_JOB:_
Reproduce every line of the records below, requests included, and increase each x and y coordinate in the answers by 129. Leave the numbers in the requests and their format samples as they are.

:: THE INPUT ::

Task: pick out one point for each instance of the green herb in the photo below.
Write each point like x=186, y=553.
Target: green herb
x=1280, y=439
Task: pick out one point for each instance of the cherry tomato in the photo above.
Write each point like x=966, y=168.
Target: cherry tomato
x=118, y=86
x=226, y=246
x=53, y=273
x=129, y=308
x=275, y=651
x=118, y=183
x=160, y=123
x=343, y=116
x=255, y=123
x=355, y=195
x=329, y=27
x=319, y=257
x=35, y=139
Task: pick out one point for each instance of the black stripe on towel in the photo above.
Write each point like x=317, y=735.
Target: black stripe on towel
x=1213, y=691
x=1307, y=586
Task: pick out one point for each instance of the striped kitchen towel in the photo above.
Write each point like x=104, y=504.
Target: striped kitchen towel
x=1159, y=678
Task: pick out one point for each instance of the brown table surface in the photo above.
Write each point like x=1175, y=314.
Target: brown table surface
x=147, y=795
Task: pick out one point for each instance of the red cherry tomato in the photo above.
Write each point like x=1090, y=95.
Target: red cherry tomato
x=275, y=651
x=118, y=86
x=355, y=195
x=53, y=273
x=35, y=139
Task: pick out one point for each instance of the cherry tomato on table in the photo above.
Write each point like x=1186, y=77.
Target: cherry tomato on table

:::

_EXERCISE RESPONSE:_
Task: pick out one point for each instance of the green herb in the photo below.
Write each point like x=186, y=553.
Target: green herb
x=1409, y=568
Task: pick out one point for each instance of the cherry tomato in the photo above.
Write each point like x=966, y=168.
Target: cherry tomato
x=247, y=215
x=355, y=375
x=182, y=402
x=258, y=437
x=404, y=780
x=247, y=312
x=289, y=252
x=472, y=245
x=384, y=252
x=484, y=324
x=458, y=156
x=448, y=386
x=164, y=268
Task: pick out one point for each instance of the black stripe on towel in the photo above.
Write each point like x=317, y=735.
Target: black stripe on towel
x=1342, y=820
x=1436, y=715
Task: pick out one point for each instance of the striped kitchen towel in the photo above.
Write each point like x=104, y=504.
Target: striped kitchen towel
x=1288, y=807
Task: pick out one point for each instance of the brown table surface in the photo above.
Write each point like x=1175, y=314.
Target: brown table surface
x=276, y=924
Task: pick out one point for each instance of the red cherry tomato in the photo above.
Write each point like x=1090, y=95.
Target: red cherry tomato
x=404, y=780
x=247, y=215
x=484, y=324
x=182, y=402
x=164, y=268
Task: pick out one point for each instance of the cherry tomato on table in the photo above.
Write each point like x=1186, y=77.
Target: cherry tomato on table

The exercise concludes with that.